* Exercise details *
Rewrite the article on Soviet energy cuts starting with "In the short" and going on through "average 10 percent.", putting "publicity campaign" in place of "propaganda effort".

**** Reading text ****

The Soviet Union, in a move that could have a major impact on the crisis-ridden economies of Eastern Europe, is planning to cut its energy exports to the region by 10 percent next year, senior Czechoslovak officials have confirmed.
The economic burden of Poland and growing domestic demands for energy have been cited as reasons for the Soviet action by Western economists here. They predict that, as a result, the Soviet Bloc countries will be forced to trim further their targets for economic growth during the present five-year plan.
Along with other members of the Soviet Bloc trading organization Comecon, Czechoslovakia has reacted to the cutback in supplies by drawing up a program of drastic energy savings. Additional imports of crude oil from Middle East producers for hard currency have been ruled out for economic and financial reasons.
At a meeting of the Czechoslovak Communist Party's Central Committee yesterday, party leaders warned that next year a 10 percent reduction in gasoline sales to motorists and a 17 percent saving in heating oil will be necessary. Factories have already been instructed to reduce consumption of light-oil products by between 12 and 13 percent.
Subsidized supplies of Soviet oil and other raw materials have been crucial to Eastern Europe's economic development. Any enforced cutback is therefore likely to cause considerable economic difficulties and, in the light of events in Poland, eventual political unrest as well.
Ever since the Soviet-led invasion of Czechoslovakia in 1968, political stability in the Soviet Bloc has been linked to steadily increasing living standards. But the era of high growth rates, underpinned by plentiful supplies of relatively cheap energy, now seems ended.
In the short term, East European leaders appear confident of their ability to impose austerity measures without an uncontrollable backlash of public anger. What has been described as "the Polish disease" will have little appeal as long as it is associated in the minds of ordinary citizens with shortages and economic chaos.
All the same, Soviet Bloc governments are making an extraordinary propaganda effort to convince the population of the need for sacrifice. Particularly in Czechoslovakia, officials have been much more frank in recent weeks about the scale of economic problems.
Unofficial reports of a cutback in Soviet energy supplies have been circulating in Eastern Europe during the past month. The reductions being discussed in bilateral trade talks vary from country to country, but are believed to average 10 percent.
In an interview today, a Czechoslovak government spokesman, Marcel Jansen, confirmed the reports. He was reluctant to go into details, but when asked about speculation of a 10 percent reduction, he replied: "I think this figure is close to reality."
Western economists here have suggested that, in Czechoslovakia's case, Soviet oil imports are likely to be reduced by 2 million tons from 19 million this year. This figure corresponds to the enforced savings in heating oil and gasoline outlined by the planning minister, Svatopluk Potac, in his address to the Central Committee this week.

**** Data listing ****

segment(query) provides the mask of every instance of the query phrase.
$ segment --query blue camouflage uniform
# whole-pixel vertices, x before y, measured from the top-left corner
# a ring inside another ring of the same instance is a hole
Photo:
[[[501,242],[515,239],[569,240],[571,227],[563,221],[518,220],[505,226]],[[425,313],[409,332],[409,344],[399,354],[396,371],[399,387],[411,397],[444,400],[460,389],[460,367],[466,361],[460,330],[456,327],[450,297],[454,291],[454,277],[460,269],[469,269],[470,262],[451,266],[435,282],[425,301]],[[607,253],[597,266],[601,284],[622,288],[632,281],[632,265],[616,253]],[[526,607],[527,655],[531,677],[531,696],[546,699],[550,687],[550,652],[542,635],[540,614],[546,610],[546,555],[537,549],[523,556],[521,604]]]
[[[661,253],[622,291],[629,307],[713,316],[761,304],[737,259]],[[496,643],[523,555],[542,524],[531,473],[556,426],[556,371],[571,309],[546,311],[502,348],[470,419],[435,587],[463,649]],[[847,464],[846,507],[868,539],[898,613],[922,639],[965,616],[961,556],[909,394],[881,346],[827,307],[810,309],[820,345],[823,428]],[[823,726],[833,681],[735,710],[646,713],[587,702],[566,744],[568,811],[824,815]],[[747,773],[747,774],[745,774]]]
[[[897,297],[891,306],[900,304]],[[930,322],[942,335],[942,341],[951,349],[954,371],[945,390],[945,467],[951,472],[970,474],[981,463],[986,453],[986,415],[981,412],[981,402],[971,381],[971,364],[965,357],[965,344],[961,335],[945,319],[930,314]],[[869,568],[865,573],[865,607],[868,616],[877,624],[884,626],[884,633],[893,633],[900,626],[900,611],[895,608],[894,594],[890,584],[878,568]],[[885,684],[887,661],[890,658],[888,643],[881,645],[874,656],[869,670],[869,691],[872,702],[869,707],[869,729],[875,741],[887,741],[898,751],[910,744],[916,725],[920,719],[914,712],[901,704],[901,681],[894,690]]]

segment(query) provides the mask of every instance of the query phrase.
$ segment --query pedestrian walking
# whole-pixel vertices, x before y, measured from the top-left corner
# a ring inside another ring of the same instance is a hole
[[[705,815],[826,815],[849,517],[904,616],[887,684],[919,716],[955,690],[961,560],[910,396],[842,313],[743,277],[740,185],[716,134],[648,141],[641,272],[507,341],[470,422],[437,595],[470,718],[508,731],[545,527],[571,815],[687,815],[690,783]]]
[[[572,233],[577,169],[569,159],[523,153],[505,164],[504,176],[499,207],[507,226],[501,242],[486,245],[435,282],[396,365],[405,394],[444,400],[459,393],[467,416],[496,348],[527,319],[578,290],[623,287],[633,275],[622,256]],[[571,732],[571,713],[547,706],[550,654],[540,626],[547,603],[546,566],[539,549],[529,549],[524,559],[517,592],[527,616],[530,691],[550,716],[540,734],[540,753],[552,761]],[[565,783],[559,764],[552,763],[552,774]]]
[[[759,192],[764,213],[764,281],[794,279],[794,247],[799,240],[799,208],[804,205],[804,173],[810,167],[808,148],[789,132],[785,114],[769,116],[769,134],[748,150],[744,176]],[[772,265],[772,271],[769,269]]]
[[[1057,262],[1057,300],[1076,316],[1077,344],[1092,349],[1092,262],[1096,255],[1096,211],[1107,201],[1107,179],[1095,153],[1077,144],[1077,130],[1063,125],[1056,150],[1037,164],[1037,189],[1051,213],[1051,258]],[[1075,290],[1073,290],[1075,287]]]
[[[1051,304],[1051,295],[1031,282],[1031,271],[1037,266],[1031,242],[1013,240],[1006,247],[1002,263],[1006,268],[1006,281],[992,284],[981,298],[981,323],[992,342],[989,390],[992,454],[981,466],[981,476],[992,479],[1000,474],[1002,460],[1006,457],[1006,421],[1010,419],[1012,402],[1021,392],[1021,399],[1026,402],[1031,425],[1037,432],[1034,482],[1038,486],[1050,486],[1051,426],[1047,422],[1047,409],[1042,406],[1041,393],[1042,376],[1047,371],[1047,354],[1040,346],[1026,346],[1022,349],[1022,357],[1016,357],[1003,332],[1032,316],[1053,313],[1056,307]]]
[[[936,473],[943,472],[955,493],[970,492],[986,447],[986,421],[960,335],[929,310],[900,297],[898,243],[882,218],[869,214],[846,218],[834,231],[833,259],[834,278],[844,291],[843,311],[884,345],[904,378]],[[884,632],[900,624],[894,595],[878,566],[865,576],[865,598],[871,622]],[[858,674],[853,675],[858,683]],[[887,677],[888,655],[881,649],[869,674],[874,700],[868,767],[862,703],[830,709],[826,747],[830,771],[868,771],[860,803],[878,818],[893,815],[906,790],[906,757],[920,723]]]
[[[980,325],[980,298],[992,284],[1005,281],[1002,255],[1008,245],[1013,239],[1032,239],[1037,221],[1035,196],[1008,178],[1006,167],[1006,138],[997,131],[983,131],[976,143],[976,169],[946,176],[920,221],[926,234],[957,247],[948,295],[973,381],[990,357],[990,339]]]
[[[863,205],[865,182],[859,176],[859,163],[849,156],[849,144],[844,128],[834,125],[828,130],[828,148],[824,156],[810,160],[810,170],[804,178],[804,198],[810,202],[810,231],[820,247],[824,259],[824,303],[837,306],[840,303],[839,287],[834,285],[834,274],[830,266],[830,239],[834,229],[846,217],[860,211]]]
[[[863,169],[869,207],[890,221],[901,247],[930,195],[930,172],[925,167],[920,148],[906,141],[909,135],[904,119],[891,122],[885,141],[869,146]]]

****

* Solved exercise *
In the short term, East European leaders appear confident of their ability to impose austerity measures without an uncontrollable backlash of public anger. What has been described as "the Polish disease" will have little appeal as long as it is associated in the minds of ordinary citizens with shortages and economic chaos.
All the same, Soviet Bloc governments are making an extraordinary publicity campaign to convince the population of the need for sacrifice. Particularly in Czechoslovakia, officials have been much more frank in recent weeks about the scale of economic problems.
Unofficial reports of a cutback in Soviet energy supplies have been circulating in Eastern Europe during the past month. The reductions being discussed in bilateral trade talks vary from country to country, but are believed to average 10 percent.